TASK STATEMENT » Copy the data below line for line, with no changes.

THE RECORDS »
☆ ☆ ☆ ☆ ☆
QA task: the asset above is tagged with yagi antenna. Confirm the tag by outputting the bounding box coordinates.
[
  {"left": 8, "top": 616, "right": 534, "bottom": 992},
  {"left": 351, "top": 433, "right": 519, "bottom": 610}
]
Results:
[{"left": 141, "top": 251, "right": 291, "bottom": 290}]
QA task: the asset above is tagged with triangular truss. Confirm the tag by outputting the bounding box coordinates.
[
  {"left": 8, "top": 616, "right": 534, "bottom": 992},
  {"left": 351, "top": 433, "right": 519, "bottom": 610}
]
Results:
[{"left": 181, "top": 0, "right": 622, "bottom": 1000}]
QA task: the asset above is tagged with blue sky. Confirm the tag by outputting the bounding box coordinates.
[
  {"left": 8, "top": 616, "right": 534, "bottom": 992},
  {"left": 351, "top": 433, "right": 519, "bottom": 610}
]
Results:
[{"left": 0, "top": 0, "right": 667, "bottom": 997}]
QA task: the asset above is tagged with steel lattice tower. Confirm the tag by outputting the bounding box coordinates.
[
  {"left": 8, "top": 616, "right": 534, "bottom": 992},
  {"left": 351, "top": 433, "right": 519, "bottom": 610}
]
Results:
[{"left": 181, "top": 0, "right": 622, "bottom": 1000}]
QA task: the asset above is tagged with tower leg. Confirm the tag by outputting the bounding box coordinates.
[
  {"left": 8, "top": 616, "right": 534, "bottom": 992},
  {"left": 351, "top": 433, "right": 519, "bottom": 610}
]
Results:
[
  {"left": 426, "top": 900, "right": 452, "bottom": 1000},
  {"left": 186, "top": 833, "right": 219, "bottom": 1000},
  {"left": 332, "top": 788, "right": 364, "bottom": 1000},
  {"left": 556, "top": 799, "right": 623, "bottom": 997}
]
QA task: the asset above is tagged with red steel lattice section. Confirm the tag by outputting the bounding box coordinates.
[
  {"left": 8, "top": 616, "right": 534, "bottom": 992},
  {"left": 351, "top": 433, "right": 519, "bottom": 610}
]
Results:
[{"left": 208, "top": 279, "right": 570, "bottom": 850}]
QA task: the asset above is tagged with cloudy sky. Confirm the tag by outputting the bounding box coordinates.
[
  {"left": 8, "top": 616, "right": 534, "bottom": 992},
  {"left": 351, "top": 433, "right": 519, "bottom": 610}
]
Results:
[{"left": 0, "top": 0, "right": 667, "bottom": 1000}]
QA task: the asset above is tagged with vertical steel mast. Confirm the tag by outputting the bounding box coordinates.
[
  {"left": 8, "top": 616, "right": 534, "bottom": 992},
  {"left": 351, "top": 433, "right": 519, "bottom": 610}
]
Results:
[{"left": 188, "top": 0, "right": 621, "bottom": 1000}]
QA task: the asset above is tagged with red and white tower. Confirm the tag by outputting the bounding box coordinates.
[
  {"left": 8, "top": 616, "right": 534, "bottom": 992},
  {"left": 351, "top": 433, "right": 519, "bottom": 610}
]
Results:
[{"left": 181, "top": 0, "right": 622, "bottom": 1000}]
☆ ☆ ☆ ☆ ☆
WORKED SOLUTION »
QA task: the asset above is tagged with yagi antenna. Confirm the tag by outputting the bounding box coordinates.
[
  {"left": 8, "top": 616, "right": 534, "bottom": 992},
  {"left": 351, "top": 433, "right": 519, "bottom": 610}
]
Results:
[{"left": 141, "top": 251, "right": 291, "bottom": 290}]
QA task: the asset above is tagged with triangular truss. Confirm the tag by outputting the bounding box coordinates.
[
  {"left": 8, "top": 616, "right": 534, "bottom": 992},
  {"left": 351, "top": 433, "right": 519, "bottom": 610}
]
Results:
[{"left": 181, "top": 0, "right": 622, "bottom": 1000}]
QA task: the asset above is tagged with blue sky. Confirm the tag by outputting the bounding box coordinates.
[
  {"left": 8, "top": 616, "right": 534, "bottom": 992},
  {"left": 351, "top": 433, "right": 519, "bottom": 610}
]
Results:
[{"left": 0, "top": 0, "right": 667, "bottom": 997}]
QA task: the asset above is tagged with steel lattice tower. Confirm the tag by outputting the bounding box coordinates.
[
  {"left": 8, "top": 616, "right": 534, "bottom": 992},
  {"left": 351, "top": 433, "right": 519, "bottom": 610}
]
Results:
[{"left": 181, "top": 0, "right": 622, "bottom": 1000}]
QA task: the asset above is tagged with tower leg. Confirm the tag by outputting the bounding box coordinates.
[
  {"left": 8, "top": 616, "right": 534, "bottom": 992},
  {"left": 351, "top": 433, "right": 519, "bottom": 610}
]
Results:
[
  {"left": 426, "top": 900, "right": 452, "bottom": 1000},
  {"left": 186, "top": 833, "right": 219, "bottom": 1000},
  {"left": 332, "top": 788, "right": 364, "bottom": 1000},
  {"left": 556, "top": 799, "right": 623, "bottom": 997}
]
QA task: the asset above is tagged with red steel lattice section. Confirm the tag by outputting the bounding box coordinates.
[
  {"left": 8, "top": 616, "right": 534, "bottom": 992},
  {"left": 351, "top": 433, "right": 519, "bottom": 610}
]
Results:
[{"left": 208, "top": 279, "right": 570, "bottom": 850}]
QA task: the asset above is tagged with cloudy sky. Confirm the tag by outputting the bounding box coordinates.
[
  {"left": 8, "top": 616, "right": 534, "bottom": 992},
  {"left": 351, "top": 433, "right": 519, "bottom": 610}
]
Results:
[{"left": 0, "top": 0, "right": 667, "bottom": 1000}]
QA task: the asset above is tagged with vertical steel mast. Confirm the tag by outputting the bounding box coordinates.
[
  {"left": 8, "top": 616, "right": 534, "bottom": 992},
  {"left": 351, "top": 433, "right": 519, "bottom": 610}
]
Results:
[{"left": 188, "top": 0, "right": 621, "bottom": 1000}]
QA task: the asset above is tagged with red and white tower. Confirm the tag by outputting the bounding box coordinates.
[
  {"left": 8, "top": 616, "right": 534, "bottom": 992},
  {"left": 351, "top": 433, "right": 519, "bottom": 610}
]
Results:
[{"left": 181, "top": 0, "right": 622, "bottom": 1000}]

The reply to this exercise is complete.